やること一覧:
[a] 下にある前立腺痛の本文から「前立腺痛の代表的な症状としては前立腺の痛みと腫れ、炎症が挙げられます。」という一文を英語に訳してください。
[b] 下にある前立腺痛の本文を、最後の一文のあとから書き進めてください。

本文:
前立腺痛 ゼンリツセンツウ

初診に適した診療科目

前立腺痛はどんな病気?

前立腺に炎症状が起こる前立腺炎は、急性か慢性かによって分類されます。
慢性の前立腺炎の中で、前立腺分泌液(もしくは前立腺マッサージ後の尿)を調べたときに白血球、細菌とも陰性である場合は非細菌性非炎症性の前立腺炎と判断され、これを前立腺痛と呼びます。

前立腺炎はう男性の尿道のまわりにある前立腺が何らかの原因で炎症を起こし、周囲の組織まで炎症が及ぶことによって激しい痛みをはじめ、さまざまな症状を引き起こします。陰嚢と肛門の間の部分や腰、陰茎、精巣などの部位に痛みが現れることが多いです。

その原因のほとんどが不明で、細菌感染を伴わない前立腺炎によって炎症が起こっている場合は症状が現れないことも少なくありません。慢性の前立腺痛は長時間のデスクワークなどで座ったままの姿勢が多い人や、長時間運転をすることが多い人にも多く、飲酒やストレス、疲労、冷えなども一因とされています。これらによって体の抵抗力が低下することが問題です。

主な症状

前立腺痛の代表的な症状としては前立腺の痛みと腫れ、炎症が挙げられます。
膀胱や骨盤周辺の筋肉、陰嚢と肛門の間にあたる会陰部の筋肉にけいれんが起こることでこれらの痛みを引き起こします。具体的には会陰部や下腹部、陰嚢部などに鈍痛や不快感を感じることが多いです。また切迫した尿意が頻繁に起こる頻尿、排尿痛、排尿時の焼けるような感覚、残尿感など排尿に関わる部分にも影響が大きいです。さらにそれらの部分に痛みがあることで勃起や射精が難しくなったり、その前後に痛みが起こることもあります。便秘にも影響を及ぼすとされており、排便時にも痛みを伴うようになります。

急性細菌性前立腺炎と比較すると、慢性の前立腺痛は症状が比較的穏やかで、発熱もない場合が多いと言えます。細菌性の前立腺炎においては、発熱や悪寒、血尿も多くみられ、前立腺膿がたまって膿瘍を生じることもあります。この症状が悪化すると精巣上体と呼ばれる部分に炎症を起こす精巣上体炎を引き起こすケースも多いです。

主な原因

前立腺痛の中でも慢性的な前立腺炎は、細菌の感染によって起きる急性細菌性前立腺炎から移行して慢性化してしまうこともありますが、原因が不明な場合も多いです。細菌性の前立腺炎の原因菌とされるものには、大腸や肛門にも多く寄生する腸内細菌やクラミジア、マイコプラズマ感染が原因となることもあります。

データ一覧:
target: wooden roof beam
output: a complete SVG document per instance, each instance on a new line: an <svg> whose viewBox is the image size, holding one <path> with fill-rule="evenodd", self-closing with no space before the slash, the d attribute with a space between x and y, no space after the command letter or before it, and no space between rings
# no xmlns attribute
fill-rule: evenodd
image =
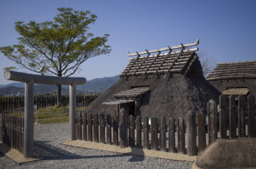
<svg viewBox="0 0 256 169"><path fill-rule="evenodd" d="M146 49L146 51L148 53L148 55L146 55L146 57L143 60L143 62L139 65L139 66L137 67L137 69L136 70L136 71L134 72L134 74L132 75L132 76L134 76L136 73L136 72L138 71L138 70L139 69L139 67L143 65L143 63L146 61L146 60L149 58L149 56L150 55L150 53L149 53L149 51Z"/></svg>
<svg viewBox="0 0 256 169"><path fill-rule="evenodd" d="M183 44L181 43L181 45L176 45L176 46L171 46L171 47L168 47L168 48L160 48L160 49L157 49L157 50L149 50L149 53L162 52L162 51L169 50L170 50L170 48L171 48L171 50L179 49L179 48L183 48L183 49L184 49L185 48L197 45L198 45L198 44L199 44L199 39L197 39L196 41L194 42L194 43L187 43L187 44L184 44L184 45L183 45ZM146 54L146 53L147 53L146 51L143 51L143 52L139 53L138 54L139 54L139 55L144 55L144 54ZM138 54L137 54L137 53L127 53L127 55L128 55L128 56L136 56L136 55L137 55Z"/></svg>
<svg viewBox="0 0 256 169"><path fill-rule="evenodd" d="M198 50L198 48L191 48L191 49L185 49L183 50L183 53L185 54L186 53L190 53L190 52L195 52ZM175 54L178 54L180 53L181 50L178 50L178 51L173 51L171 53L171 55L175 55ZM169 53L161 53L159 55L159 56L165 56L166 55L168 55ZM154 58L156 57L158 54L156 55L149 55L149 58ZM140 56L139 59L142 59L144 58L146 56ZM128 60L132 60L136 59L136 58L128 58Z"/></svg>
<svg viewBox="0 0 256 169"><path fill-rule="evenodd" d="M154 63L154 62L156 60L156 59L157 58L157 57L159 56L161 52L159 52L159 53L157 54L157 55L156 56L156 58L154 58L154 59L152 60L152 62L151 62L151 64L149 65L149 67L146 68L146 70L145 70L145 72L143 73L142 76L144 75L146 73L146 71L149 70L149 67L152 65L152 64Z"/></svg>

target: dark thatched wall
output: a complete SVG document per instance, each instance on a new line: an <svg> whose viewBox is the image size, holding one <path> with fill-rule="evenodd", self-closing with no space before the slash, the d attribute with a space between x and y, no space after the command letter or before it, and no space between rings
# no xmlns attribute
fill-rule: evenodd
<svg viewBox="0 0 256 169"><path fill-rule="evenodd" d="M200 64L199 61L196 61ZM220 94L203 77L200 69L191 69L187 75L164 76L153 75L146 77L122 77L106 90L85 109L86 113L114 114L115 106L102 105L102 102L113 101L113 94L134 87L149 86L150 92L140 98L137 110L141 116L150 117L165 116L177 118L183 116L189 109L196 113L206 111L206 104L213 99L218 101Z"/></svg>
<svg viewBox="0 0 256 169"><path fill-rule="evenodd" d="M218 80L208 82L220 92L223 92L230 87L247 87L250 90L250 93L256 96L255 79Z"/></svg>

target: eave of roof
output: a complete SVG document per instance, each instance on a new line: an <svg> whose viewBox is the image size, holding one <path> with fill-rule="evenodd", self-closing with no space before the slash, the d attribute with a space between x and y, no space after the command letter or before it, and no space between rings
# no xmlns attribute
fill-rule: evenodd
<svg viewBox="0 0 256 169"><path fill-rule="evenodd" d="M256 79L256 61L218 63L207 80Z"/></svg>

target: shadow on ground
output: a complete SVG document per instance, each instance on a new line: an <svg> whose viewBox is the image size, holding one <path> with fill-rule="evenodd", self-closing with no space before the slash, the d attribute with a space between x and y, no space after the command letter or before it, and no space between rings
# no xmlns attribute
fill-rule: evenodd
<svg viewBox="0 0 256 169"><path fill-rule="evenodd" d="M106 155L106 156L80 156L73 153L70 153L64 149L54 146L49 143L50 141L39 141L34 142L34 152L40 158L44 160L70 160L70 159L90 159L98 158L116 158L116 157L125 157L131 156L128 160L129 162L143 161L144 156L134 156L131 154L115 154L115 155Z"/></svg>

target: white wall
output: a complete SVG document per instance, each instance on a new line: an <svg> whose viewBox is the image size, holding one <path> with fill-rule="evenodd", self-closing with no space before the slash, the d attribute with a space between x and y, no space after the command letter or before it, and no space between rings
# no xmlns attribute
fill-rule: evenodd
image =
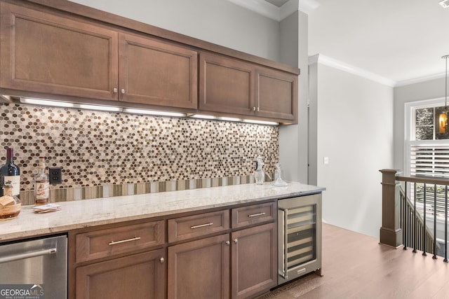
<svg viewBox="0 0 449 299"><path fill-rule="evenodd" d="M394 88L394 169L405 169L405 110L408 102L443 98L444 78Z"/></svg>
<svg viewBox="0 0 449 299"><path fill-rule="evenodd" d="M227 0L71 0L272 60L279 23Z"/></svg>
<svg viewBox="0 0 449 299"><path fill-rule="evenodd" d="M298 124L279 127L279 160L283 178L308 183L308 16L298 11L281 22L281 62L300 68Z"/></svg>
<svg viewBox="0 0 449 299"><path fill-rule="evenodd" d="M393 166L393 88L319 62L310 72L311 146L316 183L326 188L323 220L378 237L379 169Z"/></svg>

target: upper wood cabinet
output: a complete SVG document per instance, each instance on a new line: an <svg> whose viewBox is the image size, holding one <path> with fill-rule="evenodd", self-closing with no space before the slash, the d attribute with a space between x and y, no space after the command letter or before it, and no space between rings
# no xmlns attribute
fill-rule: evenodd
<svg viewBox="0 0 449 299"><path fill-rule="evenodd" d="M116 32L4 2L0 8L1 88L117 99Z"/></svg>
<svg viewBox="0 0 449 299"><path fill-rule="evenodd" d="M210 53L199 57L199 109L249 115L254 103L250 64Z"/></svg>
<svg viewBox="0 0 449 299"><path fill-rule="evenodd" d="M196 109L198 53L1 3L2 88Z"/></svg>
<svg viewBox="0 0 449 299"><path fill-rule="evenodd" d="M120 35L120 100L196 109L198 53L130 34Z"/></svg>
<svg viewBox="0 0 449 299"><path fill-rule="evenodd" d="M297 121L297 75L200 53L199 110Z"/></svg>
<svg viewBox="0 0 449 299"><path fill-rule="evenodd" d="M297 123L296 68L70 1L0 3L3 95Z"/></svg>
<svg viewBox="0 0 449 299"><path fill-rule="evenodd" d="M257 68L255 98L258 116L296 120L297 76L269 68Z"/></svg>

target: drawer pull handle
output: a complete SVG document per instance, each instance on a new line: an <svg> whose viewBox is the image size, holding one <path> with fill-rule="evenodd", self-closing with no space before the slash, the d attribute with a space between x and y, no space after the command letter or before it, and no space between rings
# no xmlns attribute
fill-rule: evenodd
<svg viewBox="0 0 449 299"><path fill-rule="evenodd" d="M257 216L262 216L265 213L257 213L257 214L252 214L250 215L248 215L248 216L251 218L251 217L257 217Z"/></svg>
<svg viewBox="0 0 449 299"><path fill-rule="evenodd" d="M205 226L210 226L213 224L213 223L212 222L209 222L208 223L200 224L199 225L193 225L193 226L191 226L190 228L194 230L195 228L203 228Z"/></svg>
<svg viewBox="0 0 449 299"><path fill-rule="evenodd" d="M137 241L140 239L140 237L135 237L130 239L122 239L121 241L111 241L109 245L115 245L116 244L126 243L127 242Z"/></svg>

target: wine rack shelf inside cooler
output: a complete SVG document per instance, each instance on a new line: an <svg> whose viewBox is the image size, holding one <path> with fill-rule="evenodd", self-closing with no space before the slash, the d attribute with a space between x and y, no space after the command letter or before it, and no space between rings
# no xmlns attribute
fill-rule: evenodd
<svg viewBox="0 0 449 299"><path fill-rule="evenodd" d="M314 206L307 206L285 211L287 223L287 269L312 260L316 257L315 209Z"/></svg>

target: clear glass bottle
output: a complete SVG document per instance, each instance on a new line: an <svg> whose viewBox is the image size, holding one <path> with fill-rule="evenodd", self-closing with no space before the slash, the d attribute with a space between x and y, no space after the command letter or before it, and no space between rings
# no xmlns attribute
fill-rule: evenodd
<svg viewBox="0 0 449 299"><path fill-rule="evenodd" d="M0 167L0 196L3 196L5 182L11 181L13 186L13 195L20 195L20 169L14 164L13 148L6 148L6 162Z"/></svg>
<svg viewBox="0 0 449 299"><path fill-rule="evenodd" d="M254 172L254 179L256 185L262 185L265 181L265 173L263 169L264 162L260 155L257 155L255 161L255 171Z"/></svg>
<svg viewBox="0 0 449 299"><path fill-rule="evenodd" d="M50 181L46 173L45 158L39 157L37 174L34 176L34 204L46 204L50 197Z"/></svg>
<svg viewBox="0 0 449 299"><path fill-rule="evenodd" d="M20 213L20 200L13 195L13 186L11 181L6 181L3 186L4 195L0 197L0 220L11 219Z"/></svg>

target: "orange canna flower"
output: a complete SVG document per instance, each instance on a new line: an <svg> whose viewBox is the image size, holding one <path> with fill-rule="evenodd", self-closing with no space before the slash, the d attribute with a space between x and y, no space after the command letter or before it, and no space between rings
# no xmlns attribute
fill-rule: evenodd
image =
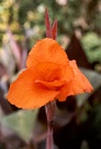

答え:
[a] Typical symptoms of prostate pain include pain and swelling of the prostate, as well as inflammation.

[b]
非細菌性の前立腺炎は、正常な細胞や組織に対し誤って抗体が作られ攻撃されてしまう自己免疫疾患の一種によって起こる可能性があるとされています。

また、非細菌性で炎症性でもない慢性的な前立腺痛の場合は、例えば排尿を調節する筋肉と神経の連携がうまくいかず前立腺へ尿が逆流したり、骨盤内の前立腺の感覚をつかさどる神経が理由なく活発となることなどでも痛みが生じる原因となります。生活習慣にも関連すると言われており、中でも長時間座ったままでいる人は発症することが多いとされています。姿勢に関しては長時間デスクワークをしている、長時間自動車運転をするなどが具体例として挙げられます。そのほか飲酒やストレス、疲労、冷えなども前立腺痛を引き起こす原因となりえます。

主な検査と診断

前立腺痛の検査、診断では、問診や身体所見を確認した後に前立腺の診察と尿検査が行われます。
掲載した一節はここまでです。